| PROVIDED INFORMATION |
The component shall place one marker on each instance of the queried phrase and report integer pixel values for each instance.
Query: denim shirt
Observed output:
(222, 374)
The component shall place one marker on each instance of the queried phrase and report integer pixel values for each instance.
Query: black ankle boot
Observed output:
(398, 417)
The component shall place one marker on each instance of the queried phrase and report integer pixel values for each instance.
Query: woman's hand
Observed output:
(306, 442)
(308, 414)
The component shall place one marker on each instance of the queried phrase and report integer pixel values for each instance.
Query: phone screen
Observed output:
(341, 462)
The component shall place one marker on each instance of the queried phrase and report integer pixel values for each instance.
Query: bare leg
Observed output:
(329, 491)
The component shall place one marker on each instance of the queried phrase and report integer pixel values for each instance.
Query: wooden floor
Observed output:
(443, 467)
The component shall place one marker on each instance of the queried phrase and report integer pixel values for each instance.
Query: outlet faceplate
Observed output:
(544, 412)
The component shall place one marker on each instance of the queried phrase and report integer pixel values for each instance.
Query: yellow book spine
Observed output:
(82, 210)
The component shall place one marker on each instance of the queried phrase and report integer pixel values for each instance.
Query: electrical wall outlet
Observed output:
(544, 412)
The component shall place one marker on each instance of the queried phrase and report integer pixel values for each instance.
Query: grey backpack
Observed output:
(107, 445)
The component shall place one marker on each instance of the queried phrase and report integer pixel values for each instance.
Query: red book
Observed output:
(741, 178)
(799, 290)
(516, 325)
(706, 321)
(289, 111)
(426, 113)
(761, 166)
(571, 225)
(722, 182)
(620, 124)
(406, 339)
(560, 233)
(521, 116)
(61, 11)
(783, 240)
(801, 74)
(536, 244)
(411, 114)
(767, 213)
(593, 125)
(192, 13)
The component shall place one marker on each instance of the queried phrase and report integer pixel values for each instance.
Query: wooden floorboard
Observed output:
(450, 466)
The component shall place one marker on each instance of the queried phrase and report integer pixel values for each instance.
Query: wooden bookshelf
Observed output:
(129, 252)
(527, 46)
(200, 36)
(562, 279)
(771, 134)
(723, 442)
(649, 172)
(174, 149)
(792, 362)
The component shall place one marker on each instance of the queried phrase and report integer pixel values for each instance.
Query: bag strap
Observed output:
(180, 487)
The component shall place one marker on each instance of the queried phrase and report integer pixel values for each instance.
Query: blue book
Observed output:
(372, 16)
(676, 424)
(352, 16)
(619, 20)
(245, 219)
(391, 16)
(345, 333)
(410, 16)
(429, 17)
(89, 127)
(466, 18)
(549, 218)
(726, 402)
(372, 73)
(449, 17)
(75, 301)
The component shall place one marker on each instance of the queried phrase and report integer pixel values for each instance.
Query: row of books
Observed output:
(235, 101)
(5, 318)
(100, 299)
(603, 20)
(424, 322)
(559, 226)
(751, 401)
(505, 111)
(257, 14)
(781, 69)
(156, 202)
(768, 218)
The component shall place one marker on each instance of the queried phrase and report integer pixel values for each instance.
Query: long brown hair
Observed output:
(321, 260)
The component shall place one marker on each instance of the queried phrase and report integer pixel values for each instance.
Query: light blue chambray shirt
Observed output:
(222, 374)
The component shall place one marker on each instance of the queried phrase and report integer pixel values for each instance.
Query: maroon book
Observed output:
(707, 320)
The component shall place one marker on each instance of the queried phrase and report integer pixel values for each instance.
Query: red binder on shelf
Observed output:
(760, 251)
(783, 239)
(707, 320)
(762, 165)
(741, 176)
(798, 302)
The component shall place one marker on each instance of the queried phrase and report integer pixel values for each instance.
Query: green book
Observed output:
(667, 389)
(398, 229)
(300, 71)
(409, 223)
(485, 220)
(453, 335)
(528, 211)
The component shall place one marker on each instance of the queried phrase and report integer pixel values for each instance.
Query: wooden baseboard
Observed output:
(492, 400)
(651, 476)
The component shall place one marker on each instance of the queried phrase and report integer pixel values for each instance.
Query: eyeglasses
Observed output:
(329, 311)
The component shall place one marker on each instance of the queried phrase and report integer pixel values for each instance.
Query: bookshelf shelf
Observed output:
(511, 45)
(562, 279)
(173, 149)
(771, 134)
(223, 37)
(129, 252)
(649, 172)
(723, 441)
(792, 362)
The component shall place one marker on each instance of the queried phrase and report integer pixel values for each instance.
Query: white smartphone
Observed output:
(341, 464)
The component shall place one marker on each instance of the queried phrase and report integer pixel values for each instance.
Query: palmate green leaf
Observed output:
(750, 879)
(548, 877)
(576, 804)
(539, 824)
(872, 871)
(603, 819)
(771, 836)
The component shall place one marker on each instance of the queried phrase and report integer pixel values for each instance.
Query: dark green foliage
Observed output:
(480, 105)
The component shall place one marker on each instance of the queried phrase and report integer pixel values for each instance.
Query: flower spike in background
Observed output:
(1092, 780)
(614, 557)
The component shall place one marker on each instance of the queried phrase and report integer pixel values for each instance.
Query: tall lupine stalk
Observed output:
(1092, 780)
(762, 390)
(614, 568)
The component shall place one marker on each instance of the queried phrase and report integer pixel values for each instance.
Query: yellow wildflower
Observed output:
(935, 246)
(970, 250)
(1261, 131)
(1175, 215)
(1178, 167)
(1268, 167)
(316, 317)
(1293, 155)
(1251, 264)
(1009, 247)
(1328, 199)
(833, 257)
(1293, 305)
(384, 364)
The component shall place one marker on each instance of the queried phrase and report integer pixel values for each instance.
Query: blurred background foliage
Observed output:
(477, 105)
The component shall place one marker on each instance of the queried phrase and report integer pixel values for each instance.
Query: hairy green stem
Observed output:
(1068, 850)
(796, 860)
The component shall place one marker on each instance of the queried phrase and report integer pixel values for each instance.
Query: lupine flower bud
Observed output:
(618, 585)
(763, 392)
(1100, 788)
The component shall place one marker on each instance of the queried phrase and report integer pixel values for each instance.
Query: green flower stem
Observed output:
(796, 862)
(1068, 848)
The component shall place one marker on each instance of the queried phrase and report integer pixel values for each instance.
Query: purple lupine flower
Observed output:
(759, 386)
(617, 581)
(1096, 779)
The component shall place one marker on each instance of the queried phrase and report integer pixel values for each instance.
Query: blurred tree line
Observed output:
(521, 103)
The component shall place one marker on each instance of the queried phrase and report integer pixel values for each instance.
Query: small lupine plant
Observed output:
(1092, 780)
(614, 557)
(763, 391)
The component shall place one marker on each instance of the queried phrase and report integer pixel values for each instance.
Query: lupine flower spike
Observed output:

| WRITTEN REQUEST |
How many lines in the items above contain the string "stem"? Case counts, so give only the number.

| OUTPUT FOR THIS TASK |
2